## Exercise requirements
1: Using the excerpt about Charley and his partner, explain why the woman in the shop ended up selling the shoes and overalls.
2: For each statement, say whether it agrees with the excerpt about Charley and his partner, and quote the words that decide it: (a) Charley and his partner boarded the smoker together at the same end. (b) The papers in Sacramento showed that the detectives were not on their trail. (c) Charley bought a .44 pistol and cartridges.

─── Excerpt ───

However, he flipped a $20 gold piece on the counter and said coolly, "I don't know, but my sheep herder does."

His manner and the show of gold quieted the woman's suspicions, and she sold him the shoes and the overalls. He also bought some cigars and lighted one before he left the shop. In another place he bought a flask of brandy and some food and then went back to his partner in the freight car. Charley took one swallow of the brandy. His stomach settled at once, the last of the ptomaine symptoms disappeared, and he was able to eat heartily.

They took the midnight train to Sacramento, one getting on at one end of the smoker and the other at the other end. Charley sat with a passenger. They began to talk, and before they got to Sacramento became good friends. The passenger invited Charley to his house in Sacramento to spend the night. Charley said, "No, my wife will be at the station to meet me."

Arriving at Sacramento, he rejoined his partner and went to a saloon, bought a couple of drinks, and looked at all the papers of the last few days to see whether or not the detectives were on their trail. They found they were not. Then Charley bought a pistol, a .44, and some cartridges. The partner said, "Let's go out and get a decent meal, Charley, for once."

In telling the tale, Charley said, "In a weak moment I consented. We went into a restaurant on K street. No sooner were we seated than two policemen walked in, stepped up to the counter and lighted their cigars, and stood there. talking.

─── Given information ───

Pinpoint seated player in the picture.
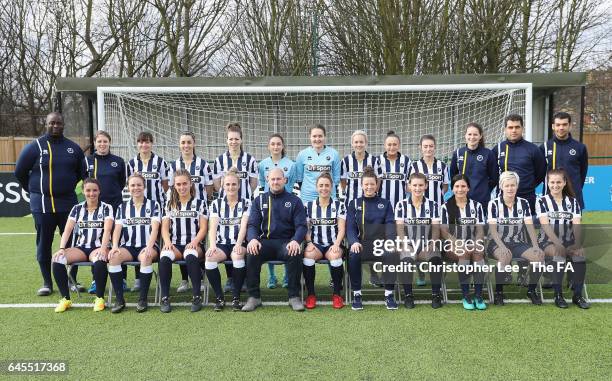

───

## Answers by task
1: The man who flipped the $20 gold piece on the counter answered her coolly, and his manner and the show of gold quieted her suspicions. So she sold him the shoes and the overalls.

2:
(a) No: "one getting on at one end of the smoker and the other at the other end."
(b) Yes: "They found they were not."
(c) Yes: "Then Charley bought a pistol, a .44, and some cartridges."